05 The Way in the Earth

The Way in the earth. The ongoer leaves the world. The form path; what he sees there. Shades of the dead. "Lost" portions of doers. The choice.

Having described The Way in the body and The Way of thinking, there remains to be treated the third of The Threefold Way, The Way in the earth, on which the progress described in the foregoing sections is enacted.

  • When the ties have fallen away, when there are no obligations to family, community and country, and when he feels no attachment, the human leaves and is lost sight of by his associates in the world.
  • At that time he feels a desire to go away and has the means for so doing.
  • He becomes an ongoer and prepares for the form path.
  • The manner of his going is inconspicuous and natural.
  • He goes to live among simple people, not to be a hermit or ascetic, but to lead a simple, orderly, unnoticed life.
  • There he is in an atmosphere of simplicity and adjusts his body to the gradual changes which his thinking and feeling bring about.
  • His work, his business, his study is thinking, only thinking, to obtain the use and control of his body-mind, feelingmind, and desire-mind.
  • He will encounter dangers, not as spectacular trials, but in the ordinary course of his life, to establish confidence and equanimity.
  • Though he moves among the people of a tribe or village, he has little commerce with them.
  • He has only one associate and that is a companion.
  • It may be that the companion meets the ongoer before the ties have fallen away or after the travels have begun or while the stay among the simple people lasts.

From the time the companion meets the ongoer, he is with him and travels with him.

  • The companion is a human being but one acquainted with the forces of the four planes of the earth and with human nature.
  • He usually belongs to a fraternity whose purpose is to study and use forces of nature and that has an understanding of the history of the doer.

- - - -

SET TASKS
1. In the text on The Way in the earth, shorten the paragraph beginning "Having described The Way in the body" while keeping its main facts.
2. According to the text on The Way in the earth, who is the ongoer's only associate?

INFORMATION SHOWN

- - - -

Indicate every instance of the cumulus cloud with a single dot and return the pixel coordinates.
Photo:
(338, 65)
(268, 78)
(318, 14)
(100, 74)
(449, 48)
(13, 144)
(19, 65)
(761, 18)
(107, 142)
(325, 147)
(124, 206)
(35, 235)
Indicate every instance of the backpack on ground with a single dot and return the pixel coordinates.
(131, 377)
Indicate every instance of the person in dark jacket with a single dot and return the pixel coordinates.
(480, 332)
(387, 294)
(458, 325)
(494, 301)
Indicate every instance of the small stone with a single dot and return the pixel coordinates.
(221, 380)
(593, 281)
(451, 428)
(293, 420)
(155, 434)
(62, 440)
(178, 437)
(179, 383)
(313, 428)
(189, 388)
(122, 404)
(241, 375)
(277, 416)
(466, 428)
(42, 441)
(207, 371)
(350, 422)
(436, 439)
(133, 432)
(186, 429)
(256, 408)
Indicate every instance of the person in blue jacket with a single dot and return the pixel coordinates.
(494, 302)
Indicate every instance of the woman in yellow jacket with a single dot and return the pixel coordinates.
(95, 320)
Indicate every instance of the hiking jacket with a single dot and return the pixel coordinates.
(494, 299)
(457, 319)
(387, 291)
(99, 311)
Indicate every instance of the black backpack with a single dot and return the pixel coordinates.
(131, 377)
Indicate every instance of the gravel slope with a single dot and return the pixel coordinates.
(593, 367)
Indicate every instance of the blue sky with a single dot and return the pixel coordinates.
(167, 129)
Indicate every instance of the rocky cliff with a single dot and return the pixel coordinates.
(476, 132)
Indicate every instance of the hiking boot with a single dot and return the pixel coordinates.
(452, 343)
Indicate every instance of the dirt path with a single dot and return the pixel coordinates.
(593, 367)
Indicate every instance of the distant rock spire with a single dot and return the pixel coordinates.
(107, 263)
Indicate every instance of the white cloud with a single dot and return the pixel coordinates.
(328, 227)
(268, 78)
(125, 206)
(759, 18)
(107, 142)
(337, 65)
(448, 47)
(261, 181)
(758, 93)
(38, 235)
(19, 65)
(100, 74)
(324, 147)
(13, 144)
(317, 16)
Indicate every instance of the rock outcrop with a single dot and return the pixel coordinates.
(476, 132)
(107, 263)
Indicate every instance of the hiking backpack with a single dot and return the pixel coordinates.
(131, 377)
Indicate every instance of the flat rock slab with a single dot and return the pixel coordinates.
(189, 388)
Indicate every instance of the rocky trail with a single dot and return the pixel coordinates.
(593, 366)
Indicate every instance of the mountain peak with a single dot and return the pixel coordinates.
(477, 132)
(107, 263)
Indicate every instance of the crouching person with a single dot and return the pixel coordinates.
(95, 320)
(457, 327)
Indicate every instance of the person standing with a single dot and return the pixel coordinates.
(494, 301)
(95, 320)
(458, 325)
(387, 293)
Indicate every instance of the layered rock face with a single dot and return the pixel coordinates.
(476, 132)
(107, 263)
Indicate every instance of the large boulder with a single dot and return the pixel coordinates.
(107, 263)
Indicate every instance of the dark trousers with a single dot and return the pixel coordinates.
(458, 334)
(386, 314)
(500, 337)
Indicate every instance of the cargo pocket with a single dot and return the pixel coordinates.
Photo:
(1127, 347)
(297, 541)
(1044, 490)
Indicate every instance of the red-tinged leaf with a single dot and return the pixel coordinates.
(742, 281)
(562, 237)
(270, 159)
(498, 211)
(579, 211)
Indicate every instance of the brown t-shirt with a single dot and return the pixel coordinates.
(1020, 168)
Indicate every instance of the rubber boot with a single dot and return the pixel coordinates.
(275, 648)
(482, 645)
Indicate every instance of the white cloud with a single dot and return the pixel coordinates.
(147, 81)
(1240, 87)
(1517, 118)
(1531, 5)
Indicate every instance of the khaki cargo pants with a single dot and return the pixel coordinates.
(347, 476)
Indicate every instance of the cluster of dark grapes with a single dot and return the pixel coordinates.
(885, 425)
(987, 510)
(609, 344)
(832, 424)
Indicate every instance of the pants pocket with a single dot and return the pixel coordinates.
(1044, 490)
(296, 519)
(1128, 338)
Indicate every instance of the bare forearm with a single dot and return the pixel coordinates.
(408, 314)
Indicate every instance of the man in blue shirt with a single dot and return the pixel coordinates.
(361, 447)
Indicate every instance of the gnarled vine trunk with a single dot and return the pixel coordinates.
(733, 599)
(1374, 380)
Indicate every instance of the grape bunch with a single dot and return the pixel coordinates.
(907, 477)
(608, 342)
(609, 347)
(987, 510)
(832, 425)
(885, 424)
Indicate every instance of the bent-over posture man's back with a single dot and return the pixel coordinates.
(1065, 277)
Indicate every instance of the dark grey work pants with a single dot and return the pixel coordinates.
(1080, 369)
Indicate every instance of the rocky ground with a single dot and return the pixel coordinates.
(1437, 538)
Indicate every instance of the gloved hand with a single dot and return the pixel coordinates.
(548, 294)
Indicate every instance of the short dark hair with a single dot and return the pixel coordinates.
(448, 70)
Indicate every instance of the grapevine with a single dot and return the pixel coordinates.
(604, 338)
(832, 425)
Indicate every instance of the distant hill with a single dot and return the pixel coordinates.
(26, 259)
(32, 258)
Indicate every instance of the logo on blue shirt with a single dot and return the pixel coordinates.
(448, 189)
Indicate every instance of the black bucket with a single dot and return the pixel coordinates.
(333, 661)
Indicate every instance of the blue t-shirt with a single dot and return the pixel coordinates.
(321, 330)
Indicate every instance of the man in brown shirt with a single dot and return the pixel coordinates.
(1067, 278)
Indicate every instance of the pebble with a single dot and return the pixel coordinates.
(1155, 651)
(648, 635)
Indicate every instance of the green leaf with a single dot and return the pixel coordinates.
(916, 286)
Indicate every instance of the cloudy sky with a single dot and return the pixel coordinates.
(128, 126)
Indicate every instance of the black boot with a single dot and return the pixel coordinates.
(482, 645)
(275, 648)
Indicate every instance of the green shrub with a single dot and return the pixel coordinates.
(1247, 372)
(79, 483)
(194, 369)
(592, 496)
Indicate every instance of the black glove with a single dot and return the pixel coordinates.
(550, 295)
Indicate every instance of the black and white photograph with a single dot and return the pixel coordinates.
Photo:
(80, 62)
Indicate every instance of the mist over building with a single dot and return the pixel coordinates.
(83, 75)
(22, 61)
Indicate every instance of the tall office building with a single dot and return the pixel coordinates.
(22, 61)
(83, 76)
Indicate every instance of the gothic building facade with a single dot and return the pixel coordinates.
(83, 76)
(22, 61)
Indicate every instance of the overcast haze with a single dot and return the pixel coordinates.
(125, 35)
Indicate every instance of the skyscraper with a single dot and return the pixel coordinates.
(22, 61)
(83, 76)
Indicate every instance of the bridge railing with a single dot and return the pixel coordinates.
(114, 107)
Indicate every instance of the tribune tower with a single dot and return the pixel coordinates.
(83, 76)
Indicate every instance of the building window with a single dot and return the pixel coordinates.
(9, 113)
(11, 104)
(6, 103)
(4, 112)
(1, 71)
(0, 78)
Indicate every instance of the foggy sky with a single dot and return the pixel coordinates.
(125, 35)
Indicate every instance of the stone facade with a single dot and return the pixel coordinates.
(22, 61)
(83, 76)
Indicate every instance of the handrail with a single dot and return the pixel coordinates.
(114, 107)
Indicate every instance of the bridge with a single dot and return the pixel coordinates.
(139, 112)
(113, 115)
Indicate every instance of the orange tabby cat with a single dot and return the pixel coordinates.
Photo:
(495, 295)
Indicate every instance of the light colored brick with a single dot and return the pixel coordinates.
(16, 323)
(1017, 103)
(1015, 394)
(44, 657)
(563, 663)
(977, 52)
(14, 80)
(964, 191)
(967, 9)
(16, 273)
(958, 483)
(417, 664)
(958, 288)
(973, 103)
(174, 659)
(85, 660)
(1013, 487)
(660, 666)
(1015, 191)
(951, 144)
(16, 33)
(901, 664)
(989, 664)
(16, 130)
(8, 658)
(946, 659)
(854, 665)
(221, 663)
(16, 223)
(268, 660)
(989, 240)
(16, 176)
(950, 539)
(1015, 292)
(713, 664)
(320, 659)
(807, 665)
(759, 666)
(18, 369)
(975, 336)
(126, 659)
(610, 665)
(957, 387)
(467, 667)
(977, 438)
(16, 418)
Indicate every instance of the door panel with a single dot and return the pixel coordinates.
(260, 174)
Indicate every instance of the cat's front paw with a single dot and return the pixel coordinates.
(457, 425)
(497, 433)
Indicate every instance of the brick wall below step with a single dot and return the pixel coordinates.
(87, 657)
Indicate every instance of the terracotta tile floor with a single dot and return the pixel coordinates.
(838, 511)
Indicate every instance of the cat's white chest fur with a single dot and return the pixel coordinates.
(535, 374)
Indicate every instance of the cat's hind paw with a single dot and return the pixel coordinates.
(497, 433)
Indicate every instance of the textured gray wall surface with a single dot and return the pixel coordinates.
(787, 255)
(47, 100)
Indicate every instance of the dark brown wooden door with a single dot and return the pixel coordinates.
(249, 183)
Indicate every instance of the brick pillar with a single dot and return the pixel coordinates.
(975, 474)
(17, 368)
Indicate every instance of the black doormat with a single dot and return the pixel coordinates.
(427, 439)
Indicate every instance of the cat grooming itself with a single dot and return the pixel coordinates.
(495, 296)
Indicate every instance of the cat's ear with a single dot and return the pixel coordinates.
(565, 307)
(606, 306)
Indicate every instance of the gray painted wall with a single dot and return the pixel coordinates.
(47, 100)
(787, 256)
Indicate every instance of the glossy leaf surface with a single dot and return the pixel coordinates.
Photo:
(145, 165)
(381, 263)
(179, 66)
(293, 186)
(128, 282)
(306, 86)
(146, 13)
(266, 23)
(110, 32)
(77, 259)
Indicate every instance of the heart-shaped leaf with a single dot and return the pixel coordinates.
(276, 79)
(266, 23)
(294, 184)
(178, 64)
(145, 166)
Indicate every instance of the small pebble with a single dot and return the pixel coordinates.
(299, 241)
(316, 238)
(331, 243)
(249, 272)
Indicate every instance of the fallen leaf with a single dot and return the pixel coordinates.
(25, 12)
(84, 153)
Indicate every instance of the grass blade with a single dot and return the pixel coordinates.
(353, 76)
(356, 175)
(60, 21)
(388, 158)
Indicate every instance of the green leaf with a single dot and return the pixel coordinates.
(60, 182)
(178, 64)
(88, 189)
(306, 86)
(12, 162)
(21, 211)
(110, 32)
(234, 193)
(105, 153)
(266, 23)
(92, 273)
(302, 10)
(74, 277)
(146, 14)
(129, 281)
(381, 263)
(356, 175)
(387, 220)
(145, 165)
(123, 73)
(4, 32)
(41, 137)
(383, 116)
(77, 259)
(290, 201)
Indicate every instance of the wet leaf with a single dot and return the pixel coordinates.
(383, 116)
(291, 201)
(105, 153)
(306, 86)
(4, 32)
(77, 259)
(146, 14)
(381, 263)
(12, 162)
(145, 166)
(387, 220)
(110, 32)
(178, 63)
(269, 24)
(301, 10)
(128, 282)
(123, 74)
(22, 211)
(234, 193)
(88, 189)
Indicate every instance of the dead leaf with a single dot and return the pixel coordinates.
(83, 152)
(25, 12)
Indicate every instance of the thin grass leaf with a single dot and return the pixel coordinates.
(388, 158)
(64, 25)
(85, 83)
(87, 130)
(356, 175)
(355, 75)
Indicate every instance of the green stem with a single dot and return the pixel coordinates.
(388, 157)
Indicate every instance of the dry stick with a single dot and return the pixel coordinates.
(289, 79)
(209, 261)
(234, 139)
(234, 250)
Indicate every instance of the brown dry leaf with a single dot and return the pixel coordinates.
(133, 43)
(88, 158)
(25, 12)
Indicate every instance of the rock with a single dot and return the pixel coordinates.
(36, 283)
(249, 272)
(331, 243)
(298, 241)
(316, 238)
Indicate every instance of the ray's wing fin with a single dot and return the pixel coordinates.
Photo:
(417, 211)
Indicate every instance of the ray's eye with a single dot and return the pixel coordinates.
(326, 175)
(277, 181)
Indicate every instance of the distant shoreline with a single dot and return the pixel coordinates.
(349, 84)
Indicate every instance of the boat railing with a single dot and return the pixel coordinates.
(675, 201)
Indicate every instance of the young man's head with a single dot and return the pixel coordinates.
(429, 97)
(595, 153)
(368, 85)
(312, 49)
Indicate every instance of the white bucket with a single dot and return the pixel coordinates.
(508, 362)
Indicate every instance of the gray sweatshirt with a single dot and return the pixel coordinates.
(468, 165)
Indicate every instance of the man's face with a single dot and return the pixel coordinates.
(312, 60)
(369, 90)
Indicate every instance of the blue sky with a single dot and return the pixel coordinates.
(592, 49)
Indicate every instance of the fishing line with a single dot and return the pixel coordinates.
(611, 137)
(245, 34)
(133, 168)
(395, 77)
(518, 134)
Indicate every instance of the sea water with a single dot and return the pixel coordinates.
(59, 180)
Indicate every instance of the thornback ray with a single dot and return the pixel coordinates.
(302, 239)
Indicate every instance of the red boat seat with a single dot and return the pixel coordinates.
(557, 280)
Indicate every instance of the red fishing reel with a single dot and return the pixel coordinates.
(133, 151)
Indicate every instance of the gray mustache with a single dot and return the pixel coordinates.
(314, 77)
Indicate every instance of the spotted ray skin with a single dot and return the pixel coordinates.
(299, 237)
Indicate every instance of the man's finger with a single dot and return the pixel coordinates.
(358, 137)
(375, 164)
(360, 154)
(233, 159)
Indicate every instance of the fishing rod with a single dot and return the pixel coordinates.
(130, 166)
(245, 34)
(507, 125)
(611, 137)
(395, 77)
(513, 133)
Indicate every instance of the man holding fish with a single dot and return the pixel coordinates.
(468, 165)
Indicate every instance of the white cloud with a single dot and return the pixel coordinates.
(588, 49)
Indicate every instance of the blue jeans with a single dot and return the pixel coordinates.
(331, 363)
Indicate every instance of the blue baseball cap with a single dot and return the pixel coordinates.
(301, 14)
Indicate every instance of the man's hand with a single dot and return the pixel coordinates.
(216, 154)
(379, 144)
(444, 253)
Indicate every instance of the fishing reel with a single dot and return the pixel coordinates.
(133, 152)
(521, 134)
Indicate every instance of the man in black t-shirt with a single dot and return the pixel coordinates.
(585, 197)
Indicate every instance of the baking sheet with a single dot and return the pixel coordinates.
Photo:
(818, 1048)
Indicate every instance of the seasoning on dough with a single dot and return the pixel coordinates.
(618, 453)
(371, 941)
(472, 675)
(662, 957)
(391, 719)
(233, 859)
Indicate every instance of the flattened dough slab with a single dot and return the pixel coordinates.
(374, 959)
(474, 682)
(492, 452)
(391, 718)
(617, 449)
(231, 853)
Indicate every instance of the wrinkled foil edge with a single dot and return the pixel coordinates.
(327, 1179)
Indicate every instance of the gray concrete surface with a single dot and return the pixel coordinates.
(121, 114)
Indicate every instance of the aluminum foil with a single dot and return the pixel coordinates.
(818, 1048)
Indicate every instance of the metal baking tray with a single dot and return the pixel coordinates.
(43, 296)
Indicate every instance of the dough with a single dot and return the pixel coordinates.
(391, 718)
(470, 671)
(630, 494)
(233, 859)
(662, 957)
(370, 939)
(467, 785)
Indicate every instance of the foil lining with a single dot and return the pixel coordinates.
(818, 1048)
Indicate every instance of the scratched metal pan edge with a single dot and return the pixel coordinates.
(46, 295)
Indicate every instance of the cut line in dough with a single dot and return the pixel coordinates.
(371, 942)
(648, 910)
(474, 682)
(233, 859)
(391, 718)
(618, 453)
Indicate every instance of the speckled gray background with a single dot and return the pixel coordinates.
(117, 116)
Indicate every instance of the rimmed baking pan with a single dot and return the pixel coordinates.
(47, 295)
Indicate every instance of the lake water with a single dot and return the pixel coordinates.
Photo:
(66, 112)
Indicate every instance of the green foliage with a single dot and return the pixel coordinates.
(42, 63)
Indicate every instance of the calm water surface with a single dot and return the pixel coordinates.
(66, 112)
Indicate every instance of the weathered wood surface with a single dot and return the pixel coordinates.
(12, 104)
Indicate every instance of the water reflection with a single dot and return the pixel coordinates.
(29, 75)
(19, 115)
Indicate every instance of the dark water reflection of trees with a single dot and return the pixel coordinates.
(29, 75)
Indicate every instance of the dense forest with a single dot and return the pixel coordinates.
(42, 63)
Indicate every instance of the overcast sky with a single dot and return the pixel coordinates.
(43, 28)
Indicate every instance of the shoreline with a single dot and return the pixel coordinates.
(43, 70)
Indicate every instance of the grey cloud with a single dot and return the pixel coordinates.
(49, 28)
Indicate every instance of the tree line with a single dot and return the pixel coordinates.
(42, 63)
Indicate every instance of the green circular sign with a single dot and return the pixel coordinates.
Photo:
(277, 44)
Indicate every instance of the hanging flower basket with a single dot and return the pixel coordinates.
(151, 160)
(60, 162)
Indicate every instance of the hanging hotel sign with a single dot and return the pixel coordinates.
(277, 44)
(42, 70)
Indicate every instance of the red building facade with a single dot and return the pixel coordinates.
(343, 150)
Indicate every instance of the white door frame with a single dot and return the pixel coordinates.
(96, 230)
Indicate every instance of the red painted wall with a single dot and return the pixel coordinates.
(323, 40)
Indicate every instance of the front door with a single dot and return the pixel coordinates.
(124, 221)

- - - -

ANSWERS TO THE TASKS
1. With The Way in the body and The Way of thinking covered, the third part of The Threefold Way remains: The Way in the earth, where the progress already described is enacted.

2. A companion.